Your assignment:
In the records below, locate the line containing "Expected: one dot placed on each instance of the cucumber, the", then extract it and all following lines exactly, ending with the last line.

*** Record excerpts Section Begins ***

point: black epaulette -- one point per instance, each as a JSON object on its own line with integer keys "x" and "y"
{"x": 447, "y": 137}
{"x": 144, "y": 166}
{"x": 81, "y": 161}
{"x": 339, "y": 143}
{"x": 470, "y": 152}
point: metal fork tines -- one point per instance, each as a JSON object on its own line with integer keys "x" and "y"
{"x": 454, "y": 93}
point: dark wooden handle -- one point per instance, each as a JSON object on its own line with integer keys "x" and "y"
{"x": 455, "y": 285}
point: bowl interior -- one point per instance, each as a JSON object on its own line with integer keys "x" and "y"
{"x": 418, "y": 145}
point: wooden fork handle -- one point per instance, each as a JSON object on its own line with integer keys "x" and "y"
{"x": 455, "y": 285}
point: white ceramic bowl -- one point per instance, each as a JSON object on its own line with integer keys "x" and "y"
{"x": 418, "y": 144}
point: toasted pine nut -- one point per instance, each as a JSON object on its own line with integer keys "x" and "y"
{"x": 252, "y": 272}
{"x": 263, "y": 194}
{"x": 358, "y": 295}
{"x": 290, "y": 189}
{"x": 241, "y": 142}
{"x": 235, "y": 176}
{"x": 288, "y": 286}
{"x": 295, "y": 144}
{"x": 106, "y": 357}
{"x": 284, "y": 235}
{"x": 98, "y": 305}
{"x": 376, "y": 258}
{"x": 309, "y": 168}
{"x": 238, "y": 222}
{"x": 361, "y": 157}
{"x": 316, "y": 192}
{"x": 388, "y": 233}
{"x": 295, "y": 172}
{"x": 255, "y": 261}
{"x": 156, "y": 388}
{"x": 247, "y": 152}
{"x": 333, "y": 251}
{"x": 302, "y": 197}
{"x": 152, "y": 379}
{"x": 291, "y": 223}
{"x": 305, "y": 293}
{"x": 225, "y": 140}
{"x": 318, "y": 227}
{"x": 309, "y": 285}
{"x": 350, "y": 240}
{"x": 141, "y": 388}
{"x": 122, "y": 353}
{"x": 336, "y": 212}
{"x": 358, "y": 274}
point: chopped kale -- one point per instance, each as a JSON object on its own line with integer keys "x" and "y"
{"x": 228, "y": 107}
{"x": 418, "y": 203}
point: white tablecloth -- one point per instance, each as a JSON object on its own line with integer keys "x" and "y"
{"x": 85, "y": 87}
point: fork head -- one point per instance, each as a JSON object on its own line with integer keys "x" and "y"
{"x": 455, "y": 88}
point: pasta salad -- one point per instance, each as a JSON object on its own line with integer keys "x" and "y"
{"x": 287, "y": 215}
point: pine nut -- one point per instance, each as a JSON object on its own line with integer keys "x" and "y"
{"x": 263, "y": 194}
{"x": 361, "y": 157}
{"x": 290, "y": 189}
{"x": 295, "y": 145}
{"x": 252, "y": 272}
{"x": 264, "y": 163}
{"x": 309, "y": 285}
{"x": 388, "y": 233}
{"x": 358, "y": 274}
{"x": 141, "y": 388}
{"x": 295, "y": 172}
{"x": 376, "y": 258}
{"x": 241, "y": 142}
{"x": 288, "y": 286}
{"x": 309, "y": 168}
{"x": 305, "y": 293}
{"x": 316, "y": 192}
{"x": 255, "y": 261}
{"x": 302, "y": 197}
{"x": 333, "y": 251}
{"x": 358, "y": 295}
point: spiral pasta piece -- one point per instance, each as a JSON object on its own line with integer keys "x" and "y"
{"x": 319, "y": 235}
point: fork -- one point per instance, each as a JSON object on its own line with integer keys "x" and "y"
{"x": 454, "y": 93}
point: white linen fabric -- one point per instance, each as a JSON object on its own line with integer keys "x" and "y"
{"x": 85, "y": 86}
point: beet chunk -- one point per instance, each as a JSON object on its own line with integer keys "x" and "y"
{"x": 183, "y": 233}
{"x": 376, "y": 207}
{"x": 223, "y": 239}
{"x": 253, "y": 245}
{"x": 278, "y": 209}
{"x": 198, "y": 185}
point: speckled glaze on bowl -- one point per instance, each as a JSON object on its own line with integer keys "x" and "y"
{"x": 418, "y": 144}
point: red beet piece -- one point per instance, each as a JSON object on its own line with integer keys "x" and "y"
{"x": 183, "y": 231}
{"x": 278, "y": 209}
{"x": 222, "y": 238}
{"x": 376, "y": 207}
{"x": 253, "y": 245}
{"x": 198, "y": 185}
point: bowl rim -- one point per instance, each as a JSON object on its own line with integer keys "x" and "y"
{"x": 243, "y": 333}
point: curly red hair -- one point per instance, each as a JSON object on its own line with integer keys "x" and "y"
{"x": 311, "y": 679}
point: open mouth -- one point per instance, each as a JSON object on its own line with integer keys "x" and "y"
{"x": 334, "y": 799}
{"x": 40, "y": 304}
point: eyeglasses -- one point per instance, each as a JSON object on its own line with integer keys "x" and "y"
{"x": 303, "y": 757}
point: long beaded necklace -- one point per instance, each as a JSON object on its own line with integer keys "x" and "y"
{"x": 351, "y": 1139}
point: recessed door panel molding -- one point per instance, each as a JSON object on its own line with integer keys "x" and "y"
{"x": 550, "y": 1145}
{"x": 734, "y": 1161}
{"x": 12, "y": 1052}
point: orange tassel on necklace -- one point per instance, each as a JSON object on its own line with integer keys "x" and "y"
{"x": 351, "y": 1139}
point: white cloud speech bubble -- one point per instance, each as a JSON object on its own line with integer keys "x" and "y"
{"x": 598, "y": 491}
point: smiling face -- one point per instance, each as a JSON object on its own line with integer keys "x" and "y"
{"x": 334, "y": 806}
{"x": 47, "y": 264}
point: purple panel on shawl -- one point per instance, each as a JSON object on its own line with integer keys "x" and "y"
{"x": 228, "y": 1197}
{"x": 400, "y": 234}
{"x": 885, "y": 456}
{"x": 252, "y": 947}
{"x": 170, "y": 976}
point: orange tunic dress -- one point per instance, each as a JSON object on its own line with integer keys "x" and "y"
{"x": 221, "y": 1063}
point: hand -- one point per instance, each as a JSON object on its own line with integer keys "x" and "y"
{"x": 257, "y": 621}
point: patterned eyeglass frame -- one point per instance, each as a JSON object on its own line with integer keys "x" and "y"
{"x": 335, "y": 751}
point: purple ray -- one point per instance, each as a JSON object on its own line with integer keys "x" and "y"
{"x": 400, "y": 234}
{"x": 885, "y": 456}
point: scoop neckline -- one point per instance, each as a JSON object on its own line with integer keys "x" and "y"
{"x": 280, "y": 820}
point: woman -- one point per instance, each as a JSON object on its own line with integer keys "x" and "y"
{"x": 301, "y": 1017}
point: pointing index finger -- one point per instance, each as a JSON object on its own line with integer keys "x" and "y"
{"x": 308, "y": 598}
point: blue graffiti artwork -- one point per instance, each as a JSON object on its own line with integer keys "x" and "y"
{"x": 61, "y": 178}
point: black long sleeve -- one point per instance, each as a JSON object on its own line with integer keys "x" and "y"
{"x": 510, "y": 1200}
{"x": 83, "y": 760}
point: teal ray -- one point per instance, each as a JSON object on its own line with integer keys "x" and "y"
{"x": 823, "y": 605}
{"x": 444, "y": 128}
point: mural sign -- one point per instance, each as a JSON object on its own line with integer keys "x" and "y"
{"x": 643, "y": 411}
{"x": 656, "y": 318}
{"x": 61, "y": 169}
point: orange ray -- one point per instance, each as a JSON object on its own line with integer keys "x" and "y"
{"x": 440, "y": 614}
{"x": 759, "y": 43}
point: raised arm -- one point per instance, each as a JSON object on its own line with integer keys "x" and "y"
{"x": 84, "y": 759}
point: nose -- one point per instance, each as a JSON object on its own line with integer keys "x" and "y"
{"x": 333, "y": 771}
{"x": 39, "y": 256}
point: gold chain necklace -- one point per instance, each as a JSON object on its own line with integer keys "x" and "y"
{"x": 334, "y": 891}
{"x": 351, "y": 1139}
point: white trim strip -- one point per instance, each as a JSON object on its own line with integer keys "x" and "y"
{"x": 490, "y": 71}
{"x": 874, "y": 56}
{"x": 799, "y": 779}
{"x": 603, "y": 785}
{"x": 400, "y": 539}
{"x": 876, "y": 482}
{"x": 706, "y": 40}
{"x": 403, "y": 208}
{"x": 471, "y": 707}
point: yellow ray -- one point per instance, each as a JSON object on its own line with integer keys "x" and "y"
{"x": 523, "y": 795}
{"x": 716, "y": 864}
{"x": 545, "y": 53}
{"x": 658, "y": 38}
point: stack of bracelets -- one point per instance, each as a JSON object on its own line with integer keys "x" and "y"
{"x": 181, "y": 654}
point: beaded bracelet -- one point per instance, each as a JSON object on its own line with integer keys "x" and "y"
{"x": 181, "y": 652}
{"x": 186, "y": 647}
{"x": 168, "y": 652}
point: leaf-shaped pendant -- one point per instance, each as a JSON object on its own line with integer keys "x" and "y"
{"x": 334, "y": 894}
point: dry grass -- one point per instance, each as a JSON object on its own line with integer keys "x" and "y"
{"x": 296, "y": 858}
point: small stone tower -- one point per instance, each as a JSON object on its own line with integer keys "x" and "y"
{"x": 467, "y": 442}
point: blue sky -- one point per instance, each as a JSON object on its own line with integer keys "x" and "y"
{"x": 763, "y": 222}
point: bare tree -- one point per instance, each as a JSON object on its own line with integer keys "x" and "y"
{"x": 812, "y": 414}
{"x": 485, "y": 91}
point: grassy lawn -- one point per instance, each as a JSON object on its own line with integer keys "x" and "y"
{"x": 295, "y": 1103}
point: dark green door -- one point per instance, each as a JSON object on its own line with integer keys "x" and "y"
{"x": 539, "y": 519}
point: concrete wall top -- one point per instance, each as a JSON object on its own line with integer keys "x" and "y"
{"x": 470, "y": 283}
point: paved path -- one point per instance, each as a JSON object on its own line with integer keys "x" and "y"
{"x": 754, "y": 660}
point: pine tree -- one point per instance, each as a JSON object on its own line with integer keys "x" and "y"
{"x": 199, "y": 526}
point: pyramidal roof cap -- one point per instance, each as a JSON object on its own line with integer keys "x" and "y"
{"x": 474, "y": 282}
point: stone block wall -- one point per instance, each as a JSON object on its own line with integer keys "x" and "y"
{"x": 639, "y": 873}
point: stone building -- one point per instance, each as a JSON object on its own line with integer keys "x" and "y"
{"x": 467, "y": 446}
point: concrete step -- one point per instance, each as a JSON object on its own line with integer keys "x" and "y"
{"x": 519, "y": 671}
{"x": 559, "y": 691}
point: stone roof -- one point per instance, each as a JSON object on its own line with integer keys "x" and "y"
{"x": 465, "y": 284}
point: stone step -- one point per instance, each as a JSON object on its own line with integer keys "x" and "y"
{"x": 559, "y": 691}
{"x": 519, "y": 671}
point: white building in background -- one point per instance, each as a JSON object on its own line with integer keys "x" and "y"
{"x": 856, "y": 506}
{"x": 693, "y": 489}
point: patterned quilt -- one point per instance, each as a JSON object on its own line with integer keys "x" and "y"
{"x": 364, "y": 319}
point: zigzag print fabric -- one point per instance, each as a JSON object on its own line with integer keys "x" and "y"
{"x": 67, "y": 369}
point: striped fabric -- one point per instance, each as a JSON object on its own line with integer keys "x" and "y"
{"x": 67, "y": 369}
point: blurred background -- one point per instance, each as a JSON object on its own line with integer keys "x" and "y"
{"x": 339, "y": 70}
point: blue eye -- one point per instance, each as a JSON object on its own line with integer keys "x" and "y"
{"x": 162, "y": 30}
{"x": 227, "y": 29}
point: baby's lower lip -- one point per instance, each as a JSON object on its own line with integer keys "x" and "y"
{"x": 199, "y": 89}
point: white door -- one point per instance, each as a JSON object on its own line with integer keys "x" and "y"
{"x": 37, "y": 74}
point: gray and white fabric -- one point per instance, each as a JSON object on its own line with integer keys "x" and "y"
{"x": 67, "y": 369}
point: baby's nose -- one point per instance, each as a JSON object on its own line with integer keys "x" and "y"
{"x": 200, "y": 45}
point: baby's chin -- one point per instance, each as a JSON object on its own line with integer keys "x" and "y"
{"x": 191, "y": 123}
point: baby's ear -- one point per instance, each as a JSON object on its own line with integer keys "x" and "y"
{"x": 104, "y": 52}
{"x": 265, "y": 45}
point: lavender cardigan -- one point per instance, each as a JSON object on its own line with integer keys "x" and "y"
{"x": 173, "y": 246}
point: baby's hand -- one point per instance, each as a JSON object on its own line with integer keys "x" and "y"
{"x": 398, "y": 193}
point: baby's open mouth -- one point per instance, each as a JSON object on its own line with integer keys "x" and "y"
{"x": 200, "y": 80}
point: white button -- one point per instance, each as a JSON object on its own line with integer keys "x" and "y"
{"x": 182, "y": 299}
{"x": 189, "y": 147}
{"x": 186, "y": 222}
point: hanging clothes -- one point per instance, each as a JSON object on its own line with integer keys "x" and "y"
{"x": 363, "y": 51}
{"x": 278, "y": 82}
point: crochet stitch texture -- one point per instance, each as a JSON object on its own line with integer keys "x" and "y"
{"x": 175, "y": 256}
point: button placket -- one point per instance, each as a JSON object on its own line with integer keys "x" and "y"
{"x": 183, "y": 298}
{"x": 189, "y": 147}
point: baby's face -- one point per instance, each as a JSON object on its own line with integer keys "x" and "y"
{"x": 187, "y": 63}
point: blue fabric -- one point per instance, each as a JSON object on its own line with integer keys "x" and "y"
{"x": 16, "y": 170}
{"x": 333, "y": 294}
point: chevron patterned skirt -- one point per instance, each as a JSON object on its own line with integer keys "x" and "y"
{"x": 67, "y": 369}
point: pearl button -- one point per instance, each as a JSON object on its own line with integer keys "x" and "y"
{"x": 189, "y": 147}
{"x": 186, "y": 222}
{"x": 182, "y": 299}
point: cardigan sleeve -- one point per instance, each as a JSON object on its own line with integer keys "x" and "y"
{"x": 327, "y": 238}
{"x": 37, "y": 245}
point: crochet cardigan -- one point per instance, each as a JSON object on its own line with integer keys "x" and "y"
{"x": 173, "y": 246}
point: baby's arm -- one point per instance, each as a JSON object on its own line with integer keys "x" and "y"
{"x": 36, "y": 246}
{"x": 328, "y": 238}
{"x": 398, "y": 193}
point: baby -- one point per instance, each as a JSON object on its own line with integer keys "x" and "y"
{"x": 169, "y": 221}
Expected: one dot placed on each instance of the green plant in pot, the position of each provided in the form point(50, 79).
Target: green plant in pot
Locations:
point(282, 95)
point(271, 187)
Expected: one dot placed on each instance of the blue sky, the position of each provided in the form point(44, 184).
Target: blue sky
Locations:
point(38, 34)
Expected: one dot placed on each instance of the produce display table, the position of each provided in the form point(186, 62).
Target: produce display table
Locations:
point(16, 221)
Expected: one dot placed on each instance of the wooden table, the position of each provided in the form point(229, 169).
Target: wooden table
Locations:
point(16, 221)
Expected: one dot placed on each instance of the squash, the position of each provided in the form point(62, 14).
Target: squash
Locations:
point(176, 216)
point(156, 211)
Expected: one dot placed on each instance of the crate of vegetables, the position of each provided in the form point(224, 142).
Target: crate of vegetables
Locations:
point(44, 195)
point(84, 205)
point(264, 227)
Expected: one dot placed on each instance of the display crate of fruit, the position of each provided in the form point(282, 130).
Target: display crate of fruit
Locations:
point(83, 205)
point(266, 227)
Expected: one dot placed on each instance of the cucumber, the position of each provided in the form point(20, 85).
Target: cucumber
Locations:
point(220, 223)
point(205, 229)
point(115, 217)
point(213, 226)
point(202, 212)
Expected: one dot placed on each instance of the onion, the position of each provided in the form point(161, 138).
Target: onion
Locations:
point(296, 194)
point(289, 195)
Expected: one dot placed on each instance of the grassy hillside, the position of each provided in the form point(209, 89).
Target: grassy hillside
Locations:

*** Record excerpts Section Ends ***

Exercise solution:
Expected: one dot placed on each instance of the cucumber, the position of each provided in the form point(20, 85).
Target: cucumber
Locations:
point(220, 223)
point(205, 229)
point(115, 217)
point(213, 226)
point(202, 212)
Expected: one dot placed on each instance of the onion, the position of each provided in the form point(161, 138).
Target: onion
Locations:
point(296, 194)
point(289, 195)
Expected: one dot placed on each instance of the grassy hillside, the position of each provided in the form point(209, 89).
Target: grassy hillside
Locations:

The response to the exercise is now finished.